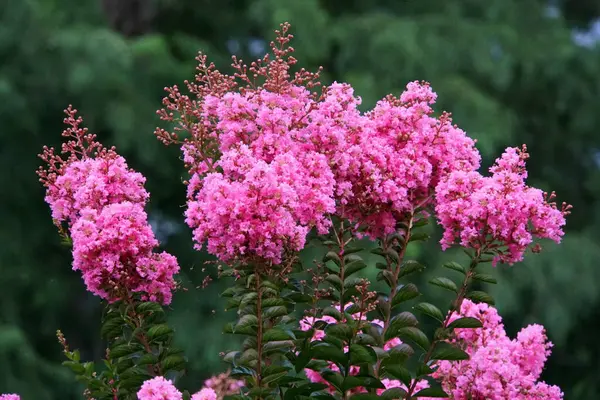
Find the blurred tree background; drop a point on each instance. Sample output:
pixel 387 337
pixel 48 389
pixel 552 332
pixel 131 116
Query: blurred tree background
pixel 510 71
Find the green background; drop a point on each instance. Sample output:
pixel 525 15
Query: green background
pixel 510 71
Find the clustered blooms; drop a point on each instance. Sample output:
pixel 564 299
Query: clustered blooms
pixel 224 385
pixel 308 323
pixel 101 201
pixel 499 368
pixel 268 163
pixel 500 210
pixel 159 388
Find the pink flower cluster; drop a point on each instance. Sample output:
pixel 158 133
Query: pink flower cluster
pixel 499 212
pixel 101 200
pixel 159 388
pixel 259 208
pixel 316 376
pixel 224 385
pixel 499 368
pixel 399 152
pixel 268 163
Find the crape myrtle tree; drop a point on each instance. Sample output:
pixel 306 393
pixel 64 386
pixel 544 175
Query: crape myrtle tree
pixel 276 162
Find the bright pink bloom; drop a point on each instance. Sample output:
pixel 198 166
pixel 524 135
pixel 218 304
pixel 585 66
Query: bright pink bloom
pixel 159 388
pixel 113 248
pixel 499 210
pixel 205 394
pixel 102 200
pixel 94 183
pixel 499 368
pixel 260 209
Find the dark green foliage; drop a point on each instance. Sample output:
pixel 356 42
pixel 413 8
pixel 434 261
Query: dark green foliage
pixel 507 73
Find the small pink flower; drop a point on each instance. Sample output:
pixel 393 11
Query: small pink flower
pixel 158 388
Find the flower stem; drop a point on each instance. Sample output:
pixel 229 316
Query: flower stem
pixel 259 332
pixel 455 307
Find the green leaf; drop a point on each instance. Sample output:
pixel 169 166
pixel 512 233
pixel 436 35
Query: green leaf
pixel 327 352
pixel 341 331
pixel 248 356
pixel 240 372
pixel 361 354
pixel 274 312
pixel 273 378
pixel 332 256
pixel 399 372
pixel 335 378
pixel 147 359
pixel 392 255
pixel 444 283
pixel 415 335
pixel 124 350
pixel 230 328
pixel 410 266
pixel 76 367
pixel 158 331
pixel 149 306
pixel 305 390
pixel 386 276
pixel 399 354
pixel 485 278
pixel 112 328
pixel 393 394
pixel 418 236
pixel 406 292
pixel 481 297
pixel 446 351
pixel 423 370
pixel 302 359
pixel 335 281
pixel 352 250
pixel 455 267
pixel 173 363
pixel 430 310
pixel 260 393
pixel 366 339
pixel 465 322
pixel 401 320
pixel 298 297
pixel 135 372
pixel 247 321
pixel 431 392
pixel 272 302
pixel 370 382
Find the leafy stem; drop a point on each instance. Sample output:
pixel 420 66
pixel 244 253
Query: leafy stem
pixel 456 304
pixel 394 283
pixel 259 333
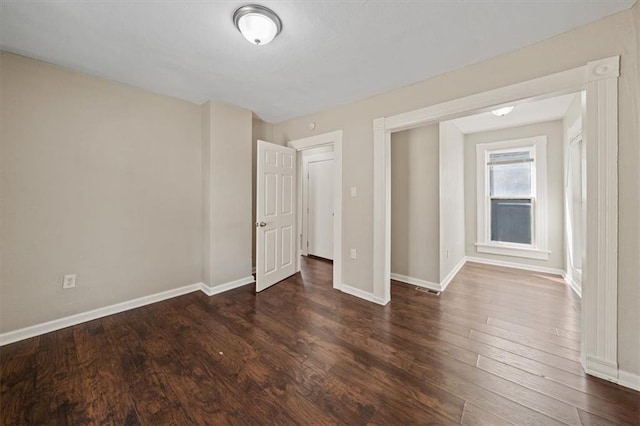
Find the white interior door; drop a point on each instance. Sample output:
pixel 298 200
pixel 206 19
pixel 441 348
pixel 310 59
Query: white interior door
pixel 320 208
pixel 275 216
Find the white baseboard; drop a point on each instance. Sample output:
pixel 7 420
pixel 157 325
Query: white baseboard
pixel 49 326
pixel 210 291
pixel 363 294
pixel 629 380
pixel 416 281
pixel 601 368
pixel 515 265
pixel 572 284
pixel 453 273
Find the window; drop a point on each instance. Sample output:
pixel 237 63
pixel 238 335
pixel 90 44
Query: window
pixel 511 179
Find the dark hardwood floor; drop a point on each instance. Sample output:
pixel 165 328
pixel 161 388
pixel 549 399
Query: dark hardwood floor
pixel 499 346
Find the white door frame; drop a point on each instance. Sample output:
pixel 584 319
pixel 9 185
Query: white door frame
pixel 334 138
pixel 600 280
pixel 306 160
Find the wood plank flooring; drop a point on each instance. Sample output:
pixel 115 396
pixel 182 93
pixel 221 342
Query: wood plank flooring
pixel 499 346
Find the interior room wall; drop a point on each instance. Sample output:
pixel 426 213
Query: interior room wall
pixel 98 179
pixel 415 204
pixel 263 131
pixel 227 197
pixel 452 202
pixel 555 189
pixel 614 35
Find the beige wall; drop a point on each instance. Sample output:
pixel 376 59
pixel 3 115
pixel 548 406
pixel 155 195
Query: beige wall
pixel 227 197
pixel 615 35
pixel 452 202
pixel 555 189
pixel 415 212
pixel 98 179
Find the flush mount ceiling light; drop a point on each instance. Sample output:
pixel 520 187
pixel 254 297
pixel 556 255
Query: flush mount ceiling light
pixel 501 112
pixel 257 24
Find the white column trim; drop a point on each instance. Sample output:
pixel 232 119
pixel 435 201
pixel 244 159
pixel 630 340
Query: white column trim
pixel 600 279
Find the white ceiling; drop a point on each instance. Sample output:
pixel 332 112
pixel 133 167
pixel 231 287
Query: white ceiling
pixel 329 52
pixel 524 113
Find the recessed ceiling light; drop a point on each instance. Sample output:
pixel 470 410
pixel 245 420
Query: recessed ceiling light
pixel 501 112
pixel 257 24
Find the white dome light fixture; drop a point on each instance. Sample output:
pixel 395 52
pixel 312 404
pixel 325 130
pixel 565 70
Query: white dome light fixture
pixel 501 112
pixel 257 24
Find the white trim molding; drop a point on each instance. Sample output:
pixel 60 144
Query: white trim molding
pixel 58 324
pixel 368 296
pixel 515 265
pixel 416 281
pixel 568 277
pixel 451 275
pixel 600 279
pixel 599 79
pixel 428 284
pixel 529 253
pixel 537 148
pixel 629 380
pixel 332 138
pixel 217 289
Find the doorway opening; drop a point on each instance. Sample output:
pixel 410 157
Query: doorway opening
pixel 599 80
pixel 319 202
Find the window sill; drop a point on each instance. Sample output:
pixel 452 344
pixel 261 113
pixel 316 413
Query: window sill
pixel 529 253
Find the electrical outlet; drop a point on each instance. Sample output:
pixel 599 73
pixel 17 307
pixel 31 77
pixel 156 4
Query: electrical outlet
pixel 69 281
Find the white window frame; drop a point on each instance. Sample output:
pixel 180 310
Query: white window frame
pixel 538 249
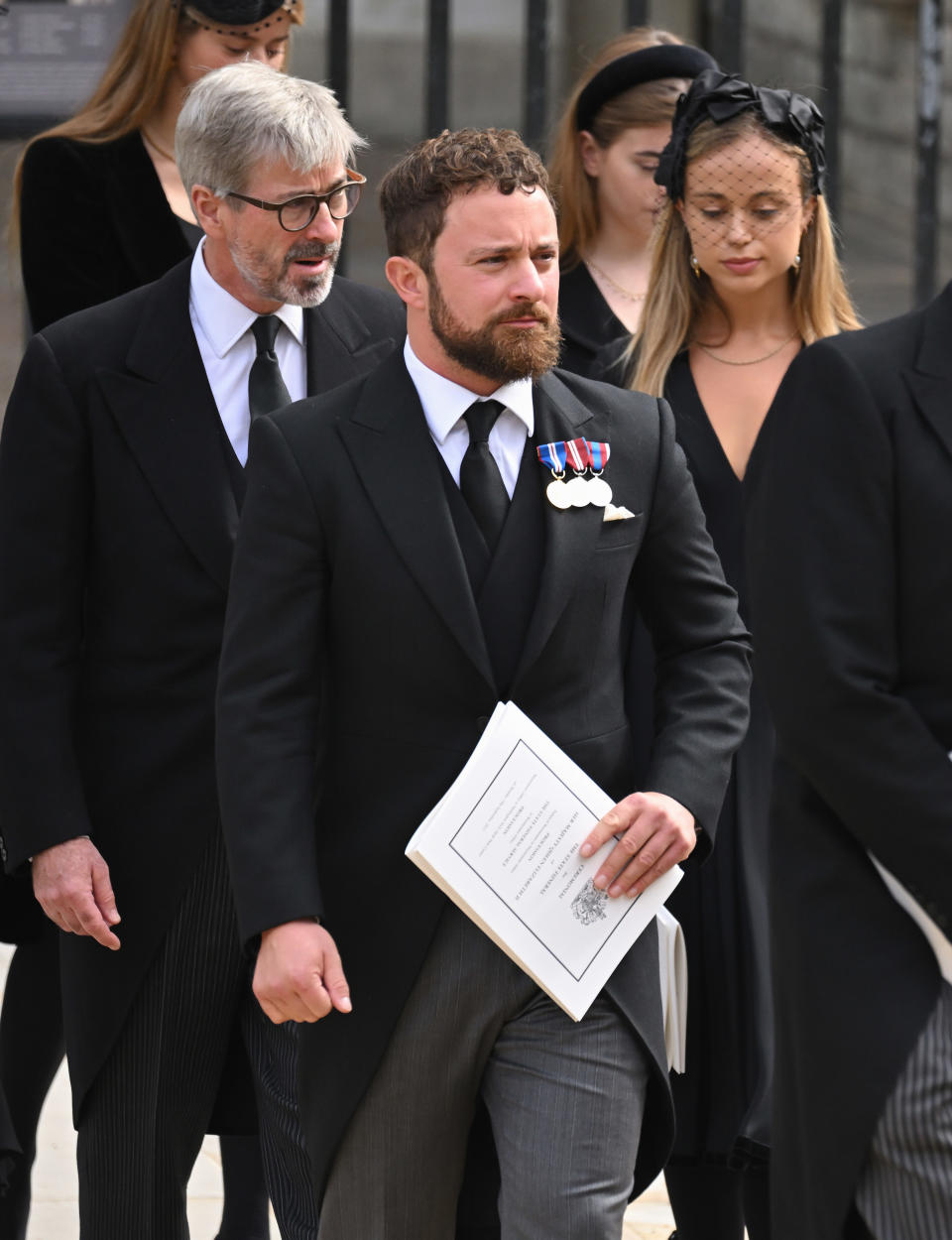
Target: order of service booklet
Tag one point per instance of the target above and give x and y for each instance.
(504, 844)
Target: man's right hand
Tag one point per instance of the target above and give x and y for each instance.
(298, 973)
(70, 882)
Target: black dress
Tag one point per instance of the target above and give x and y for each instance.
(94, 222)
(588, 321)
(723, 1099)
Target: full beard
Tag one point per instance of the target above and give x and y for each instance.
(291, 287)
(495, 351)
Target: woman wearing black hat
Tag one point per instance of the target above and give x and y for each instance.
(611, 133)
(100, 209)
(98, 199)
(744, 273)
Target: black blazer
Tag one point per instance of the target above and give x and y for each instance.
(94, 223)
(588, 322)
(117, 522)
(351, 593)
(852, 600)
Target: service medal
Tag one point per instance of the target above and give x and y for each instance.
(556, 492)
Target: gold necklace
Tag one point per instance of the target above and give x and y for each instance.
(753, 361)
(624, 293)
(155, 145)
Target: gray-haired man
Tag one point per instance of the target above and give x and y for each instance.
(120, 484)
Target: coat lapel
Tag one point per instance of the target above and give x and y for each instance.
(340, 345)
(930, 380)
(570, 535)
(165, 411)
(393, 454)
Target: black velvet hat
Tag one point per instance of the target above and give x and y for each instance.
(224, 15)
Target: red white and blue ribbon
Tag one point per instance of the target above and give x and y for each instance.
(553, 455)
(598, 455)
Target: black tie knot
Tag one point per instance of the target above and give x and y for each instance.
(480, 420)
(267, 391)
(264, 328)
(480, 479)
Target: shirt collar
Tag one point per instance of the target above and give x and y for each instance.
(223, 317)
(445, 402)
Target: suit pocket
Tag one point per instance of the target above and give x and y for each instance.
(628, 532)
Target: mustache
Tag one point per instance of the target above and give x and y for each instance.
(530, 310)
(312, 249)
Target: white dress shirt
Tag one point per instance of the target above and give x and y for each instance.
(444, 405)
(222, 327)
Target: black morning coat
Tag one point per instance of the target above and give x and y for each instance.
(353, 634)
(852, 606)
(117, 524)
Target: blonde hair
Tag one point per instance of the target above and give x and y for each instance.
(650, 103)
(132, 84)
(677, 299)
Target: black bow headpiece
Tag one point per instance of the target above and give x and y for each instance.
(715, 95)
(646, 64)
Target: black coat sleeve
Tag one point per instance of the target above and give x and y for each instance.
(269, 692)
(826, 579)
(702, 650)
(45, 510)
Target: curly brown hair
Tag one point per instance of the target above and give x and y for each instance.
(416, 192)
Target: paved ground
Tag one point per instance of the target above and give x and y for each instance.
(54, 1215)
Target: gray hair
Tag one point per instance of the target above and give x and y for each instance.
(238, 115)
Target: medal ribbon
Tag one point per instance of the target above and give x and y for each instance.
(578, 454)
(598, 455)
(553, 455)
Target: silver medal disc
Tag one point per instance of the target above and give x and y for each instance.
(578, 491)
(556, 492)
(599, 492)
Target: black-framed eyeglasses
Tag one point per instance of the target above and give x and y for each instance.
(297, 213)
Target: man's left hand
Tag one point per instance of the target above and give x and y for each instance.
(654, 833)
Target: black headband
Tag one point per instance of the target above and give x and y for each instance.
(223, 15)
(718, 97)
(648, 64)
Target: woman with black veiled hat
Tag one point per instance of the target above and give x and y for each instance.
(744, 273)
(98, 201)
(99, 208)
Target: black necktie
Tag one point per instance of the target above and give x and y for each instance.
(480, 479)
(266, 386)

*****

> _TASK_
The answer should consist only of the lines from the line containing "Target: woman with black veiled hat" through the final line of the listing above, reproduced exactly.

> _RESULT FOR THIS TASK_
Target: woman with black veiled hat
Tag one point per instance of the target above and give x and y for each instance.
(744, 273)
(98, 201)
(99, 208)
Target: black necktie
Tag one point per instance of the target above and give x and y for each instance.
(480, 479)
(266, 386)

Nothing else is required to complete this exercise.